Could you write out, unchanged and with nothing else, the lines of the records below, starting with the line containing "Each instance of the lime slice on" and continuing through the final line of the records?

'''

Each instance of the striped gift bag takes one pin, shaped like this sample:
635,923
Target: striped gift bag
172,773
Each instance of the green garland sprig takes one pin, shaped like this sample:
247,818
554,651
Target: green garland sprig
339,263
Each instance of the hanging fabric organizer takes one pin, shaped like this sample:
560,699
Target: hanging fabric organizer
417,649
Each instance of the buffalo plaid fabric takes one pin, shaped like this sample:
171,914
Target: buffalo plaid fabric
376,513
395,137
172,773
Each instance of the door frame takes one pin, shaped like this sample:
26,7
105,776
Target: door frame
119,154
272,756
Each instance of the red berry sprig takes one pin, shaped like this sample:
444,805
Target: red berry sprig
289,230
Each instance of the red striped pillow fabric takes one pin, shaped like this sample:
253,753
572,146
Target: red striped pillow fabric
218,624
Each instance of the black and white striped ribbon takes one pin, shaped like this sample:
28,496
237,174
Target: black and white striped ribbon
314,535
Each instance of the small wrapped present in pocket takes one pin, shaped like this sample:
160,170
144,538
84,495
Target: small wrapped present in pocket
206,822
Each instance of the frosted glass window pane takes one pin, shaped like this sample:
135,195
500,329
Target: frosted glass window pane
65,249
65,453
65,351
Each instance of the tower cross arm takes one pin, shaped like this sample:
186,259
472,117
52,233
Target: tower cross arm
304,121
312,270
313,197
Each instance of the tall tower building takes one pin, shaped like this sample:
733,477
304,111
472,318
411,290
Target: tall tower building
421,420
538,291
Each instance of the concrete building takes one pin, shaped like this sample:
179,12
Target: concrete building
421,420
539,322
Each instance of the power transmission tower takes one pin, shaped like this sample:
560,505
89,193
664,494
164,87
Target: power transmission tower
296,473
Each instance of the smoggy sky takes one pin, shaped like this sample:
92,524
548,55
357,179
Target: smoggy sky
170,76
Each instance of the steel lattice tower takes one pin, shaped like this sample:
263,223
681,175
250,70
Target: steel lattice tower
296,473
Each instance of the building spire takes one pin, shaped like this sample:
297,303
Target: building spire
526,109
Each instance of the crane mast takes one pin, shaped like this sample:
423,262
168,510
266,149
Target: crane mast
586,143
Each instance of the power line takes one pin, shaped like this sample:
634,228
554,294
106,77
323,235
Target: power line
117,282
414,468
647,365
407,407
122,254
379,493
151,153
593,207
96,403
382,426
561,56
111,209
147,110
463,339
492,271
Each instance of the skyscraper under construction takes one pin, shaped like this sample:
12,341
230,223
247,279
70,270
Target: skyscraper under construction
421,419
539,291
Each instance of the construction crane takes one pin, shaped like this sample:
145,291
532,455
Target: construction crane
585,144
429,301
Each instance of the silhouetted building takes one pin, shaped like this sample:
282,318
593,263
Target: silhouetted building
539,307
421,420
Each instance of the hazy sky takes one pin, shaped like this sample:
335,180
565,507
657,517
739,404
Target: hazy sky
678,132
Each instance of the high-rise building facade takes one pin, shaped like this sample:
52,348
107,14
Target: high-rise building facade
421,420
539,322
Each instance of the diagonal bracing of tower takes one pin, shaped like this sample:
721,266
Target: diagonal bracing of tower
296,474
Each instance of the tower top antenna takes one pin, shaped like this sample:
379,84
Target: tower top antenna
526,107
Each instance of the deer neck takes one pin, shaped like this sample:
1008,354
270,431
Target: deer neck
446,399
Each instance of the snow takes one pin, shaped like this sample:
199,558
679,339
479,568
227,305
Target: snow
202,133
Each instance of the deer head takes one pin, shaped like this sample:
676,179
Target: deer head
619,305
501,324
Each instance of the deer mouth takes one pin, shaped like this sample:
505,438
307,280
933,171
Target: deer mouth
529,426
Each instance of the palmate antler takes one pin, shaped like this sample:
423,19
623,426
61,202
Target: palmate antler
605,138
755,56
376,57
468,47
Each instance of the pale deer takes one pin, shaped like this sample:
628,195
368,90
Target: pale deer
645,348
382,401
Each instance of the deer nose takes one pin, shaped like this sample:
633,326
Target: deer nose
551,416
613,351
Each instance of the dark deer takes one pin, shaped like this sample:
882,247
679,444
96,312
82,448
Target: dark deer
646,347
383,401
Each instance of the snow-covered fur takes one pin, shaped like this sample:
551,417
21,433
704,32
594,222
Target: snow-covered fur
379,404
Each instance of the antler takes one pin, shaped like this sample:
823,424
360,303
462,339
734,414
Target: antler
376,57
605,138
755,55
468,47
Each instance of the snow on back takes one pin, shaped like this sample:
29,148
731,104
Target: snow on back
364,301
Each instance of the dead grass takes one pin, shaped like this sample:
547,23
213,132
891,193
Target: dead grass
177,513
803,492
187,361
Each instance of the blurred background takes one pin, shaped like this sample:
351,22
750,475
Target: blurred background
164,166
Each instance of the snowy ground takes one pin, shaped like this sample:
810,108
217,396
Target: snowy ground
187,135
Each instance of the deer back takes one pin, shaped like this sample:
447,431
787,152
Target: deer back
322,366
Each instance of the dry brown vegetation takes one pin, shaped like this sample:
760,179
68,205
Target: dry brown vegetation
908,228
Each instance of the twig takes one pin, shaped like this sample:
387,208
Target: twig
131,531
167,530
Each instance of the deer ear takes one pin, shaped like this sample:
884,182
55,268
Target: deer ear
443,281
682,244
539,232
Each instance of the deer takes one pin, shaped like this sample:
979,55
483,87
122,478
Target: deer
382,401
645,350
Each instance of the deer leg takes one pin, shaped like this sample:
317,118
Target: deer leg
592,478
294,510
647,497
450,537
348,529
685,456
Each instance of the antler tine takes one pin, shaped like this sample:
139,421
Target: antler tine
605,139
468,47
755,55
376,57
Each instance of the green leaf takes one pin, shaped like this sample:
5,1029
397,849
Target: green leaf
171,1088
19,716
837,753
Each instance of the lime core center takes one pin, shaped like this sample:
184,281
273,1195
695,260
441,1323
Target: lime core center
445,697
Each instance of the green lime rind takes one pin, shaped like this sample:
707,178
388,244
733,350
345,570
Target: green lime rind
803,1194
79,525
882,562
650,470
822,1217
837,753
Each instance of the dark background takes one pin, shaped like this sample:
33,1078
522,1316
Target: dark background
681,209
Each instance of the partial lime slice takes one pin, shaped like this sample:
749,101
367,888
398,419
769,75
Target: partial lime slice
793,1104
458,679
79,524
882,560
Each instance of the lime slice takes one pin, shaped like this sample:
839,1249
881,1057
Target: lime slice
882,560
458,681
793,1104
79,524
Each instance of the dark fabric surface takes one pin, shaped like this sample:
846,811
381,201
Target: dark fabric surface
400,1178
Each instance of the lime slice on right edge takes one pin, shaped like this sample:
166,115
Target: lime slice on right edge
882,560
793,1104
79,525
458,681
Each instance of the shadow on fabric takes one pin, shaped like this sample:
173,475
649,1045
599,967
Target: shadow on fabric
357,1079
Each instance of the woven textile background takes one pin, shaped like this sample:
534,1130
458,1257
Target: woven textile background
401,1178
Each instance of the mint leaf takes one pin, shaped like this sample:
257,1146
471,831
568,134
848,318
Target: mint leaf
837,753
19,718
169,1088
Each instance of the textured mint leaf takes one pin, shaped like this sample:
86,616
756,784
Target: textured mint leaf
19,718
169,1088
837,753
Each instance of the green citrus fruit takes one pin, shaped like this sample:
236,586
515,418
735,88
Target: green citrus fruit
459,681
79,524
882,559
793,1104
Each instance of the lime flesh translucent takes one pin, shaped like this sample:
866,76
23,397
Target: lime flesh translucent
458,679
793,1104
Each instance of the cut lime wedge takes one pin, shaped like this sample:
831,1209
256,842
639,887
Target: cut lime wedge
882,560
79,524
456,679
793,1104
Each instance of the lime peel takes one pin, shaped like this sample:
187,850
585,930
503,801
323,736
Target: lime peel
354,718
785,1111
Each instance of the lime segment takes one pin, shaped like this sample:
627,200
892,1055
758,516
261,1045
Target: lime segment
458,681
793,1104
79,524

'''

• _Solution to the exercise_
Each instance of the lime slice on right edge takes one pin, shaped like this sample:
166,115
Target: lime slice on right edge
882,560
793,1104
79,525
458,681
Each instance of the shadow on fabric takes one pin, shaped like this sample:
173,475
649,1045
599,967
Target: shadow on fabric
357,1079
Each instance of the woven textile background takes one pin, shaped like this sample:
534,1130
458,1257
Target: woven textile background
401,1178
Each instance of the mint leaf takes one pin, shaped like this sample:
257,1146
471,831
568,134
848,318
Target: mint leaf
837,753
19,718
169,1088
Each instance of the textured mint leaf takes one pin, shaped like this sample:
86,616
756,784
Target: textured mint leaf
19,718
169,1088
837,753
Each instance of the green citrus fruit takes one pin, shaped like this sample:
236,586
515,418
735,88
Target: green citrus fruit
459,681
79,524
882,559
793,1104
Each instance of the lime flesh translucent takes one pin, shaped like this sample:
866,76
23,397
Target: lime flesh translucent
458,679
793,1104
Each instance of the cut lime wedge takes one pin, shaped like this sample:
831,1209
256,842
639,887
Target: cut lime wedge
882,560
79,524
456,679
793,1104
Each instance of the lime peel takes one pin, shaped like this sample:
187,850
585,930
503,801
323,736
Target: lime peel
354,718
785,1111
Each instance of the lime segment takes one pin, shaped like this sample:
627,200
892,1055
758,516
261,1045
Target: lime segment
458,681
793,1104
79,524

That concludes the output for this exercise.